• _EXERCISE INSTRUCTIONS_:
Identify each line in the items below that contains the string "chocolate" and copy every such line. Matching is case-sensitive.

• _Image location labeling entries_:
>> begin

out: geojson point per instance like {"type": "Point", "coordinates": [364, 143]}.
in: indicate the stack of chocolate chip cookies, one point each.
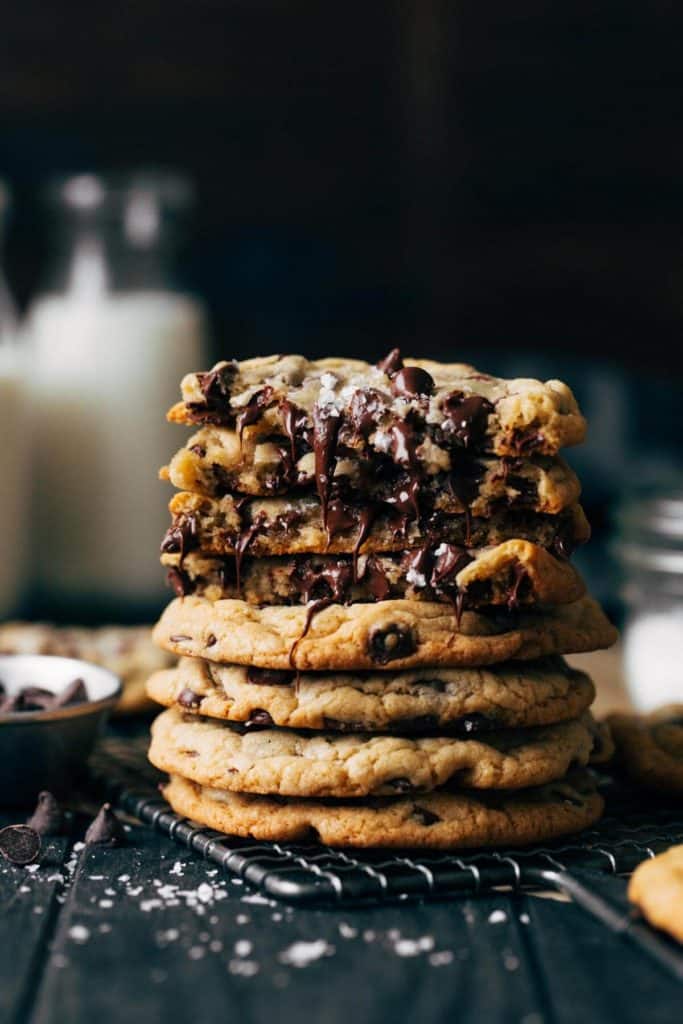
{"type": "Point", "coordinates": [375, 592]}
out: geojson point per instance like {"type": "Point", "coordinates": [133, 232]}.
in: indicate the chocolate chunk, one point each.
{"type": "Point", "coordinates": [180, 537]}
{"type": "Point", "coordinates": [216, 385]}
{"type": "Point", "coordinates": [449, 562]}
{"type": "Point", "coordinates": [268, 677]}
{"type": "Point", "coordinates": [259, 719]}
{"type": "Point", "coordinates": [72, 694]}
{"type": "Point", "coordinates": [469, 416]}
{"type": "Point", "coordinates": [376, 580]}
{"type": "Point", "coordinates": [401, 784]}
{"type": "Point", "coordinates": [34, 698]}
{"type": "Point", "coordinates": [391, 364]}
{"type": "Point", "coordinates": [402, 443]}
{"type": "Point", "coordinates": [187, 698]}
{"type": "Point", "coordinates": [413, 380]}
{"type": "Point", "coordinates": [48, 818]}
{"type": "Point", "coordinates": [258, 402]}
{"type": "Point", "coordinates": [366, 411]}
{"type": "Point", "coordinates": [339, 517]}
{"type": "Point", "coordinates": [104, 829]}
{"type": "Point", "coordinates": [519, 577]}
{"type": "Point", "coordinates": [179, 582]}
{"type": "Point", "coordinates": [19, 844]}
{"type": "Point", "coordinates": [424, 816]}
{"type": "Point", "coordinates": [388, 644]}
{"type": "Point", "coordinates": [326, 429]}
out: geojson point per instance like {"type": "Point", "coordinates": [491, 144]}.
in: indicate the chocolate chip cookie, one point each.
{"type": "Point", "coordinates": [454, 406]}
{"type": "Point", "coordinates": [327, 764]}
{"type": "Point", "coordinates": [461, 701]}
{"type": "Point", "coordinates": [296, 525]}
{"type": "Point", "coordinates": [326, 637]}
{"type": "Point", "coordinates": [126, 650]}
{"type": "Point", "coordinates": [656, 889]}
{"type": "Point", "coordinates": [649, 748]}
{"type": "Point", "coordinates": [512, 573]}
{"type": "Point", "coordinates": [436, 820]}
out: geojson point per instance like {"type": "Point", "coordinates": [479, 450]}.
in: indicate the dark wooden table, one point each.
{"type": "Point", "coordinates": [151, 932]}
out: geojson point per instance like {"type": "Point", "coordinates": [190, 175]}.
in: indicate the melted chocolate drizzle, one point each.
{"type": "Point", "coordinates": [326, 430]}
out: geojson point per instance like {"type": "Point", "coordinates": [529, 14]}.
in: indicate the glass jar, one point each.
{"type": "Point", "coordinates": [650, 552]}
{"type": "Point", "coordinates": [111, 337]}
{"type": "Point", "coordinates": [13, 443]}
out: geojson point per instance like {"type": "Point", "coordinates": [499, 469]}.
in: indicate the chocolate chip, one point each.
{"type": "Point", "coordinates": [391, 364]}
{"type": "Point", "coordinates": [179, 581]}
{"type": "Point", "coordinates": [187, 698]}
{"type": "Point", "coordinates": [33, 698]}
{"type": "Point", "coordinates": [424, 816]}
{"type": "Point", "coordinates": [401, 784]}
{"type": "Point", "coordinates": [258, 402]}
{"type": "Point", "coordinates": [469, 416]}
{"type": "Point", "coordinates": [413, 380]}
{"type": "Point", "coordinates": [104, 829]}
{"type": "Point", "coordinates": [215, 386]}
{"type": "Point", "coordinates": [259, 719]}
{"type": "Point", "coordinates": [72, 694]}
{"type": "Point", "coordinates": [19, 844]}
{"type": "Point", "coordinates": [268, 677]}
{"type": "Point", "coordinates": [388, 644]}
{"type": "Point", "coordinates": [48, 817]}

>> end

• _EXERCISE OUTPUT_:
in: indicate the stack of chocolate chip cookies, one point each.
in: indicate the chocolate chunk, one point each.
in: indicate the chocolate chip cookie, one point each.
in: indicate the melted chocolate drizzle, one point each.
in: indicate the chocolate chip, one point each.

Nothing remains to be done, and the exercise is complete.